== DOKUMENT ==

Auch sollte dem Bericht zufolge eine Ausnahme eingeschränkt werden, die es Schutzsuchenden nach der Genfer Flüchtlingskonvention erlaubt, beim Erwerb der deutschen Staatsangehörigkeit ihren bisherigen Pass zu behalten. Diese Sonderregelung erspart es Flüchtlingen bislang, noch einmal Kontakt zu den Behörden ihres Herkunftsstaates aufzunehmen, aus dem sie geflohen sind.

»Nicht in jedem Fall ist bei Asylberechtigten und gleichgestellten Schutzbedürftigen die Stellung eines Entlassungsantrags bei der Auslandsvertretung ihres Herkunftsstaates von vorn herein unzumutbar«, zitierte das RND. Auch sei in Betracht zu ziehen, Vertrauenspersonen oder Rechtsanwälte mit der Vorsprache in der Auslandsvertretung zu beauftragen.

CSU-Landesgruppenchef Alexander Dobrindt hatte dem Bundesjustizministerium erst vor wenigen Tagen vorgeworfen, das Gesetzesvorhaben zu verschleppen. Auch CDU-Chefin Annegret Kramp-Karrenbauer forderte Barley noch am Freitag auf, »endlich ihre Zustimmung« zu geben.

===
== DATENLISTE ==

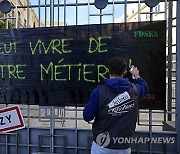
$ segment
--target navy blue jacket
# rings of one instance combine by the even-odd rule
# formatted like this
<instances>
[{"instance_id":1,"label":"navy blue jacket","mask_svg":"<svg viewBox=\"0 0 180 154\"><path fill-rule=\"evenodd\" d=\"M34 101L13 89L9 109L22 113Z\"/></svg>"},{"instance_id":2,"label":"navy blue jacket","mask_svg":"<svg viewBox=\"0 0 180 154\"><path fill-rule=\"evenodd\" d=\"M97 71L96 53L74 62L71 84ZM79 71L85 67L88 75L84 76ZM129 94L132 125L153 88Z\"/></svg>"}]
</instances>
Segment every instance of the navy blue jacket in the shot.
<instances>
[{"instance_id":1,"label":"navy blue jacket","mask_svg":"<svg viewBox=\"0 0 180 154\"><path fill-rule=\"evenodd\" d=\"M113 78L106 79L104 83L112 90L113 93L123 93L130 89L131 83L127 78ZM136 80L136 87L138 90L139 98L143 97L148 91L148 85L145 80L138 78ZM91 93L88 104L83 110L83 118L85 121L89 122L93 120L99 111L99 93L98 89L94 89Z\"/></svg>"}]
</instances>

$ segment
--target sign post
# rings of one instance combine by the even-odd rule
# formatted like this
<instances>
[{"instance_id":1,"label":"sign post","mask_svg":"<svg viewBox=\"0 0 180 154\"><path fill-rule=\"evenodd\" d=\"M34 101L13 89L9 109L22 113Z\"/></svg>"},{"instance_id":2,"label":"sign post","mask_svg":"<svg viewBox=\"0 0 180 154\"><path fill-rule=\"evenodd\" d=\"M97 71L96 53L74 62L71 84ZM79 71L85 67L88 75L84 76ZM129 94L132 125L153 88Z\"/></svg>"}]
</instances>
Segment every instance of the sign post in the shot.
<instances>
[{"instance_id":1,"label":"sign post","mask_svg":"<svg viewBox=\"0 0 180 154\"><path fill-rule=\"evenodd\" d=\"M19 106L11 106L0 110L0 132L10 132L25 127Z\"/></svg>"}]
</instances>

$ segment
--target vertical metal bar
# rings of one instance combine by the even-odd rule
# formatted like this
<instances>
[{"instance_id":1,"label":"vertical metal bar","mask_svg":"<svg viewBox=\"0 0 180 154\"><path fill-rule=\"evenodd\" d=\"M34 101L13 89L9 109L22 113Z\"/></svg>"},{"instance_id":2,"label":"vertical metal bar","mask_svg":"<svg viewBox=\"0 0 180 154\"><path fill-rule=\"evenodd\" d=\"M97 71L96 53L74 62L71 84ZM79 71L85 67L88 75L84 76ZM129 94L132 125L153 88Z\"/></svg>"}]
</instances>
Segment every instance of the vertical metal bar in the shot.
<instances>
[{"instance_id":1,"label":"vertical metal bar","mask_svg":"<svg viewBox=\"0 0 180 154\"><path fill-rule=\"evenodd\" d=\"M168 13L168 111L172 110L172 2L169 2ZM168 121L172 115L168 114Z\"/></svg>"},{"instance_id":2,"label":"vertical metal bar","mask_svg":"<svg viewBox=\"0 0 180 154\"><path fill-rule=\"evenodd\" d=\"M39 3L38 3L38 14L39 14L39 27L41 25L41 7L40 7L40 0L39 0Z\"/></svg>"},{"instance_id":3,"label":"vertical metal bar","mask_svg":"<svg viewBox=\"0 0 180 154\"><path fill-rule=\"evenodd\" d=\"M50 152L54 152L54 107L50 107Z\"/></svg>"},{"instance_id":4,"label":"vertical metal bar","mask_svg":"<svg viewBox=\"0 0 180 154\"><path fill-rule=\"evenodd\" d=\"M64 26L66 25L66 0L64 0Z\"/></svg>"},{"instance_id":5,"label":"vertical metal bar","mask_svg":"<svg viewBox=\"0 0 180 154\"><path fill-rule=\"evenodd\" d=\"M16 154L18 154L18 147L19 147L18 141L19 141L18 134L16 134Z\"/></svg>"},{"instance_id":6,"label":"vertical metal bar","mask_svg":"<svg viewBox=\"0 0 180 154\"><path fill-rule=\"evenodd\" d=\"M16 10L16 12L15 12L15 15L16 15L16 29L18 28L18 10L17 10L17 0L16 0L16 5L15 5L15 10Z\"/></svg>"},{"instance_id":7,"label":"vertical metal bar","mask_svg":"<svg viewBox=\"0 0 180 154\"><path fill-rule=\"evenodd\" d=\"M30 153L30 105L27 106L27 131L28 131L28 153Z\"/></svg>"},{"instance_id":8,"label":"vertical metal bar","mask_svg":"<svg viewBox=\"0 0 180 154\"><path fill-rule=\"evenodd\" d=\"M149 137L152 138L152 110L149 110ZM149 142L149 154L152 154L152 144Z\"/></svg>"},{"instance_id":9,"label":"vertical metal bar","mask_svg":"<svg viewBox=\"0 0 180 154\"><path fill-rule=\"evenodd\" d=\"M8 135L6 134L6 154L8 154Z\"/></svg>"},{"instance_id":10,"label":"vertical metal bar","mask_svg":"<svg viewBox=\"0 0 180 154\"><path fill-rule=\"evenodd\" d=\"M47 0L45 0L45 27L46 27L46 21L47 21Z\"/></svg>"},{"instance_id":11,"label":"vertical metal bar","mask_svg":"<svg viewBox=\"0 0 180 154\"><path fill-rule=\"evenodd\" d=\"M88 25L90 24L90 0L88 0Z\"/></svg>"},{"instance_id":12,"label":"vertical metal bar","mask_svg":"<svg viewBox=\"0 0 180 154\"><path fill-rule=\"evenodd\" d=\"M77 18L78 18L78 7L77 7L77 3L78 3L78 0L76 0L76 25L78 24L78 20L77 20Z\"/></svg>"},{"instance_id":13,"label":"vertical metal bar","mask_svg":"<svg viewBox=\"0 0 180 154\"><path fill-rule=\"evenodd\" d=\"M180 153L180 1L177 1L177 46L176 46L176 132L177 132L177 153Z\"/></svg>"},{"instance_id":14,"label":"vertical metal bar","mask_svg":"<svg viewBox=\"0 0 180 154\"><path fill-rule=\"evenodd\" d=\"M124 4L124 22L127 22L127 0L125 0Z\"/></svg>"},{"instance_id":15,"label":"vertical metal bar","mask_svg":"<svg viewBox=\"0 0 180 154\"><path fill-rule=\"evenodd\" d=\"M165 5L165 14L164 14L164 18L165 18L165 20L167 20L167 0L165 0L165 3L164 3L164 5Z\"/></svg>"},{"instance_id":16,"label":"vertical metal bar","mask_svg":"<svg viewBox=\"0 0 180 154\"><path fill-rule=\"evenodd\" d=\"M53 21L53 27L54 27L54 0L53 0L53 8L52 8L52 21Z\"/></svg>"},{"instance_id":17,"label":"vertical metal bar","mask_svg":"<svg viewBox=\"0 0 180 154\"><path fill-rule=\"evenodd\" d=\"M77 149L77 147L78 147L78 131L77 131L77 127L78 127L78 123L77 123L77 120L78 120L78 117L77 117L77 107L76 107L76 115L75 115L75 119L76 119L76 122L75 122L75 133L76 133L76 135L75 135L75 154L78 154L78 149Z\"/></svg>"},{"instance_id":18,"label":"vertical metal bar","mask_svg":"<svg viewBox=\"0 0 180 154\"><path fill-rule=\"evenodd\" d=\"M59 26L59 22L60 22L60 21L59 21L59 18L60 18L60 17L59 17L59 13L60 13L59 8L60 8L60 7L59 7L59 0L58 0L58 26Z\"/></svg>"},{"instance_id":19,"label":"vertical metal bar","mask_svg":"<svg viewBox=\"0 0 180 154\"><path fill-rule=\"evenodd\" d=\"M100 10L100 24L102 24L102 9L99 9Z\"/></svg>"},{"instance_id":20,"label":"vertical metal bar","mask_svg":"<svg viewBox=\"0 0 180 154\"><path fill-rule=\"evenodd\" d=\"M115 10L114 10L114 0L113 0L112 7L113 7L113 23L114 23L114 18L115 18L115 17L114 17L114 11L115 11Z\"/></svg>"},{"instance_id":21,"label":"vertical metal bar","mask_svg":"<svg viewBox=\"0 0 180 154\"><path fill-rule=\"evenodd\" d=\"M53 26L53 1L50 1L50 26Z\"/></svg>"},{"instance_id":22,"label":"vertical metal bar","mask_svg":"<svg viewBox=\"0 0 180 154\"><path fill-rule=\"evenodd\" d=\"M153 21L153 8L150 7L150 21Z\"/></svg>"},{"instance_id":23,"label":"vertical metal bar","mask_svg":"<svg viewBox=\"0 0 180 154\"><path fill-rule=\"evenodd\" d=\"M140 0L138 0L138 22L141 21L140 9L141 9L141 2L140 2Z\"/></svg>"},{"instance_id":24,"label":"vertical metal bar","mask_svg":"<svg viewBox=\"0 0 180 154\"><path fill-rule=\"evenodd\" d=\"M8 29L8 14L5 14L5 29Z\"/></svg>"},{"instance_id":25,"label":"vertical metal bar","mask_svg":"<svg viewBox=\"0 0 180 154\"><path fill-rule=\"evenodd\" d=\"M29 5L30 5L29 0L27 0L27 28L30 27L30 25L29 25L29 17L30 17Z\"/></svg>"}]
</instances>

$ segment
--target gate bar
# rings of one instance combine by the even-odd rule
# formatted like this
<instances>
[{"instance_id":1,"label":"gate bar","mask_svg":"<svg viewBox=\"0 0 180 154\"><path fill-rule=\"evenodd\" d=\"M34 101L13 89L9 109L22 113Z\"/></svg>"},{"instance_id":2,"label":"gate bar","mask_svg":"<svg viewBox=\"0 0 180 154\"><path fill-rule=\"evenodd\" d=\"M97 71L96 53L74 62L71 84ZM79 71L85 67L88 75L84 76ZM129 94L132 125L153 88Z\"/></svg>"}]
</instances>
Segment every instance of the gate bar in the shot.
<instances>
[{"instance_id":1,"label":"gate bar","mask_svg":"<svg viewBox=\"0 0 180 154\"><path fill-rule=\"evenodd\" d=\"M176 131L177 131L177 153L180 153L180 1L177 2L177 46L176 46ZM178 60L179 59L179 60Z\"/></svg>"}]
</instances>

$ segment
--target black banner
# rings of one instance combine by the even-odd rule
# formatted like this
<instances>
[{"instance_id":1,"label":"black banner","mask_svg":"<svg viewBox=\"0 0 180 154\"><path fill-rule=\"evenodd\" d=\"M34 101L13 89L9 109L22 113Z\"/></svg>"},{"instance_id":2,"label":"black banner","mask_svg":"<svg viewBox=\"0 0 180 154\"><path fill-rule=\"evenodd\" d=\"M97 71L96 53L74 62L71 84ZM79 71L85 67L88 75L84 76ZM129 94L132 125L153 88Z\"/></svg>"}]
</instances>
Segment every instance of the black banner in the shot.
<instances>
[{"instance_id":1,"label":"black banner","mask_svg":"<svg viewBox=\"0 0 180 154\"><path fill-rule=\"evenodd\" d=\"M140 108L165 109L165 21L2 30L0 103L84 106L114 56L148 83Z\"/></svg>"}]
</instances>

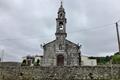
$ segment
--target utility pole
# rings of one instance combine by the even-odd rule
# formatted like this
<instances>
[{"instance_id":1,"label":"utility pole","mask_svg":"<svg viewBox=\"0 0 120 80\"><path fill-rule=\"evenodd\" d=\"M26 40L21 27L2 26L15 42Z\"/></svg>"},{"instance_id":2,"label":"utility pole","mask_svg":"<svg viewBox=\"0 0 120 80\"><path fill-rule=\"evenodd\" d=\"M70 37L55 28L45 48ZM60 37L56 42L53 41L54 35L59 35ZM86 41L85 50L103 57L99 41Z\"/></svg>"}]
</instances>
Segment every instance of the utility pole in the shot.
<instances>
[{"instance_id":1,"label":"utility pole","mask_svg":"<svg viewBox=\"0 0 120 80\"><path fill-rule=\"evenodd\" d=\"M1 51L1 62L4 60L4 50Z\"/></svg>"},{"instance_id":2,"label":"utility pole","mask_svg":"<svg viewBox=\"0 0 120 80\"><path fill-rule=\"evenodd\" d=\"M120 38L119 38L118 22L116 22L115 24L116 24L117 39L118 39L118 49L119 49L119 54L120 54Z\"/></svg>"}]
</instances>

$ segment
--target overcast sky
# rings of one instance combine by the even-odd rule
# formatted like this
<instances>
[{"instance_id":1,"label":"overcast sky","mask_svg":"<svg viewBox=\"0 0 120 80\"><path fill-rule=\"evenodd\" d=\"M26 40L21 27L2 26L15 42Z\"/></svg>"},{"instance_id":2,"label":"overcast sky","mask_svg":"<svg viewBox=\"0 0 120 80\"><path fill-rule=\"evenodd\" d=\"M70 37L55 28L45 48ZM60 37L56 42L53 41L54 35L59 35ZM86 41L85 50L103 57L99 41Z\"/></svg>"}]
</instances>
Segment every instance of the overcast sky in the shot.
<instances>
[{"instance_id":1,"label":"overcast sky","mask_svg":"<svg viewBox=\"0 0 120 80\"><path fill-rule=\"evenodd\" d=\"M63 5L67 39L82 45L82 55L106 56L118 51L114 23L120 19L120 0L64 0ZM4 61L42 55L40 44L55 39L59 7L59 0L0 0Z\"/></svg>"}]
</instances>

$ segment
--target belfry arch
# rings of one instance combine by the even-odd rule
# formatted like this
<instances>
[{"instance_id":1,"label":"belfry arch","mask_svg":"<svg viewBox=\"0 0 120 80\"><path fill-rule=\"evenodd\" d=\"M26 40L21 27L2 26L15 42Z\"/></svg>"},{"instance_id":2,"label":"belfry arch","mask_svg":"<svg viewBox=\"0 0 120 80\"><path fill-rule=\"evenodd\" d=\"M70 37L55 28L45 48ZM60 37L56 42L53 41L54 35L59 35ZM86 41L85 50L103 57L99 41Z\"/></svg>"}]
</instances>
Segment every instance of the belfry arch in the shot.
<instances>
[{"instance_id":1,"label":"belfry arch","mask_svg":"<svg viewBox=\"0 0 120 80\"><path fill-rule=\"evenodd\" d=\"M64 56L63 55L57 55L57 66L64 66Z\"/></svg>"}]
</instances>

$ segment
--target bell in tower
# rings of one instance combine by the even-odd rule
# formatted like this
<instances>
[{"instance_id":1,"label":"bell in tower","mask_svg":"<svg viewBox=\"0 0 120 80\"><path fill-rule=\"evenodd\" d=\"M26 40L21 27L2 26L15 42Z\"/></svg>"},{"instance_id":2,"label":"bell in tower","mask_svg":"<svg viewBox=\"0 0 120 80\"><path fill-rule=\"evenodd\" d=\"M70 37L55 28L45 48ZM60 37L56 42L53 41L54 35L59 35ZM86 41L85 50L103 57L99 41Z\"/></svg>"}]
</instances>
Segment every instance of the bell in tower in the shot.
<instances>
[{"instance_id":1,"label":"bell in tower","mask_svg":"<svg viewBox=\"0 0 120 80\"><path fill-rule=\"evenodd\" d=\"M61 6L58 10L58 17L56 18L56 38L63 38L65 39L67 37L67 33L66 33L66 23L67 23L67 19L65 18L65 10L63 8L63 4L61 2Z\"/></svg>"}]
</instances>

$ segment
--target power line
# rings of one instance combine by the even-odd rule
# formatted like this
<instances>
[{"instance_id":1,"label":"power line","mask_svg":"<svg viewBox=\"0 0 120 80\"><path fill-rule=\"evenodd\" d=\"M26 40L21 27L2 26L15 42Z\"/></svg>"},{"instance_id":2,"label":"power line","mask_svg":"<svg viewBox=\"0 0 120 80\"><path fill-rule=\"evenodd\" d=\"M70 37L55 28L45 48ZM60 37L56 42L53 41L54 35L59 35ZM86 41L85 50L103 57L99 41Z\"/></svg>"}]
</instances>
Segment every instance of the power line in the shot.
<instances>
[{"instance_id":1,"label":"power line","mask_svg":"<svg viewBox=\"0 0 120 80\"><path fill-rule=\"evenodd\" d=\"M119 20L120 21L120 20ZM92 28L87 28L87 29L81 29L81 30L76 30L76 31L72 31L72 32L68 32L69 34L71 33L76 33L76 32L80 32L80 31L89 31L89 30L97 30L97 29L103 29L103 28L106 28L106 27L111 27L111 25L114 25L115 23L111 23L111 24L105 24L105 25L101 25L101 26L96 26L96 27L92 27ZM84 26L84 27L88 27L88 26ZM53 34L52 35L49 35L50 37L53 37ZM46 36L40 36L41 38L39 39L47 39L48 37ZM32 40L32 39L38 39L38 38L7 38L7 39L0 39L0 41L5 41L5 40Z\"/></svg>"},{"instance_id":2,"label":"power line","mask_svg":"<svg viewBox=\"0 0 120 80\"><path fill-rule=\"evenodd\" d=\"M75 32L79 32L79 31L89 31L89 30L97 30L97 29L103 29L106 27L112 27L112 25L114 25L115 23L111 23L111 24L106 24L106 25L101 25L101 26L96 26L96 27L92 27L92 28L87 28L87 29L81 29L81 30L76 30L73 32L69 32L69 33L75 33Z\"/></svg>"}]
</instances>

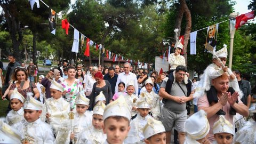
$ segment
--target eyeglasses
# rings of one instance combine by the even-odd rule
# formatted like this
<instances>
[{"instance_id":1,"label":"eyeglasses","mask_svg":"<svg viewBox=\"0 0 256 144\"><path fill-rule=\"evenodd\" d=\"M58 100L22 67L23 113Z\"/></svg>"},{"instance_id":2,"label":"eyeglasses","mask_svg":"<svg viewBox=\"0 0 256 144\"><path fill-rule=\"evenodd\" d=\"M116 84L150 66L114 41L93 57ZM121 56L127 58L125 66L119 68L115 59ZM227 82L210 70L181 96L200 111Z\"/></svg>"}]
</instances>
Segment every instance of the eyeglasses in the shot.
<instances>
[{"instance_id":1,"label":"eyeglasses","mask_svg":"<svg viewBox=\"0 0 256 144\"><path fill-rule=\"evenodd\" d=\"M178 73L180 76L185 76L186 74Z\"/></svg>"}]
</instances>

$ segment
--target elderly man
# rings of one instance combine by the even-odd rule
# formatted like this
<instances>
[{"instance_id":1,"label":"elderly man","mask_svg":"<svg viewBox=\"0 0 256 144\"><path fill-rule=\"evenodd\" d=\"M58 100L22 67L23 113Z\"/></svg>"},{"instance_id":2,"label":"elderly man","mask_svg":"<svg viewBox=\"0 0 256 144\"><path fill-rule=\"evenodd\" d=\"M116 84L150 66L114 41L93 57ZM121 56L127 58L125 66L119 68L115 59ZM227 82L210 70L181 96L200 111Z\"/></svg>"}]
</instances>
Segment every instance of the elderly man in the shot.
<instances>
[{"instance_id":1,"label":"elderly man","mask_svg":"<svg viewBox=\"0 0 256 144\"><path fill-rule=\"evenodd\" d=\"M108 70L109 71L109 69ZM120 73L119 72L119 70L120 70L120 67L119 66L119 65L116 65L115 67L115 73L117 75L120 74Z\"/></svg>"},{"instance_id":2,"label":"elderly man","mask_svg":"<svg viewBox=\"0 0 256 144\"><path fill-rule=\"evenodd\" d=\"M112 93L115 93L115 88L116 87L116 81L118 76L118 75L115 74L114 70L115 69L113 67L109 68L108 73L106 74L103 78L104 80L108 81L110 83Z\"/></svg>"},{"instance_id":3,"label":"elderly man","mask_svg":"<svg viewBox=\"0 0 256 144\"><path fill-rule=\"evenodd\" d=\"M120 82L123 82L125 84L125 91L127 83L130 81L133 81L134 83L134 88L136 95L138 97L138 87L137 78L136 75L130 71L131 68L131 65L129 62L125 62L124 65L124 72L118 75L117 81L116 81L116 87L115 88L115 92L116 93L118 90L118 84Z\"/></svg>"},{"instance_id":4,"label":"elderly man","mask_svg":"<svg viewBox=\"0 0 256 144\"><path fill-rule=\"evenodd\" d=\"M197 101L198 110L203 109L207 113L207 117L210 123L208 139L211 142L212 142L214 139L213 132L213 124L219 119L219 116L216 113L220 109L222 109L226 113L225 116L225 118L231 124L234 123L234 116L230 115L228 113L231 107L235 109L238 114L242 116L248 116L249 115L248 107L244 105L238 98L238 93L234 92L235 91L232 87L229 87L228 76L226 73L212 79L212 84L216 89L219 102L211 106L208 101L206 94L198 99ZM238 103L236 103L237 100L238 100Z\"/></svg>"},{"instance_id":5,"label":"elderly man","mask_svg":"<svg viewBox=\"0 0 256 144\"><path fill-rule=\"evenodd\" d=\"M176 67L173 76L174 81L171 85L166 85L167 78L163 82L159 95L166 99L162 109L163 124L166 133L166 143L171 143L171 131L173 127L178 132L180 143L183 143L185 139L186 130L184 126L187 119L186 102L193 98L191 93L191 83L184 79L187 69L184 66ZM172 74L170 74L171 75ZM170 93L165 91L167 87L171 90Z\"/></svg>"}]
</instances>

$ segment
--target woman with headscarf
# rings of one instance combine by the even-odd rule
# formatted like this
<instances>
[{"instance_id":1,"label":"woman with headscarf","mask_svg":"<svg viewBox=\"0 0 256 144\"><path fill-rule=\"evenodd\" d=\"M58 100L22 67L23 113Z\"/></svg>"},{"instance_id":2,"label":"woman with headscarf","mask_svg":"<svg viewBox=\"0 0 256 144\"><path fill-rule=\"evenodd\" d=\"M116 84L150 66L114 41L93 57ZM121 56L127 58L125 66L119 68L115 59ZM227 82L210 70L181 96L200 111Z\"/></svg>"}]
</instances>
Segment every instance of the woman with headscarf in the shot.
<instances>
[{"instance_id":1,"label":"woman with headscarf","mask_svg":"<svg viewBox=\"0 0 256 144\"><path fill-rule=\"evenodd\" d=\"M47 75L42 79L41 84L45 87L45 97L46 99L51 98L50 86L51 86L52 81L53 79L55 79L55 81L58 83L61 83L60 80L59 79L60 78L60 70L55 68L54 73L52 71L50 71Z\"/></svg>"}]
</instances>

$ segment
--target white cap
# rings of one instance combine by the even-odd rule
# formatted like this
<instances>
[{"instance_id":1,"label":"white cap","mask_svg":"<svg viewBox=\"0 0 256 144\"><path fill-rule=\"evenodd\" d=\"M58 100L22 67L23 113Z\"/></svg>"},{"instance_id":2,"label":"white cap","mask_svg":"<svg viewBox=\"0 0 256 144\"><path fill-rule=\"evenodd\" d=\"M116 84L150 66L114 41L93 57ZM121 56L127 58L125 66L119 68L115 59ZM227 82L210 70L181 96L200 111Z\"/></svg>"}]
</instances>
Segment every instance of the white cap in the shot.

===

*KURZAUFGABE*. Gib das Dokument vollständig und wortgetreu wieder. Maßgeblich ist allein das Dokument.

*LÖSUNG*.
Auch sollte dem Bericht zufolge eine Ausnahme eingeschränkt werden, die es Schutzsuchenden nach der Genfer Flüchtlingskonvention erlaubt, beim Erwerb der deutschen Staatsangehörigkeit ihren bisherigen Pass zu behalten. Diese Sonderregelung erspart es Flüchtlingen bislang, noch einmal Kontakt zu den Behörden ihres Herkunftsstaates aufzunehmen, aus dem sie geflohen sind.

»Nicht in jedem Fall ist bei Asylberechtigten und gleichgestellten Schutzbedürftigen die Stellung eines Entlassungsantrags bei der Auslandsvertretung ihres Herkunftsstaates von vorn herein unzumutbar«, zitierte das RND. Auch sei in Betracht zu ziehen, Vertrauenspersonen oder Rechtsanwälte mit der Vorsprache in der Auslandsvertretung zu beauftragen.

CSU-Landesgruppenchef Alexander Dobrindt hatte dem Bundesjustizministerium erst vor wenigen Tagen vorgeworfen, das Gesetzesvorhaben zu verschleppen. Auch CDU-Chefin Annegret Kramp-Karrenbauer forderte Barley noch am Freitag auf, »endlich ihre Zustimmung« zu geben.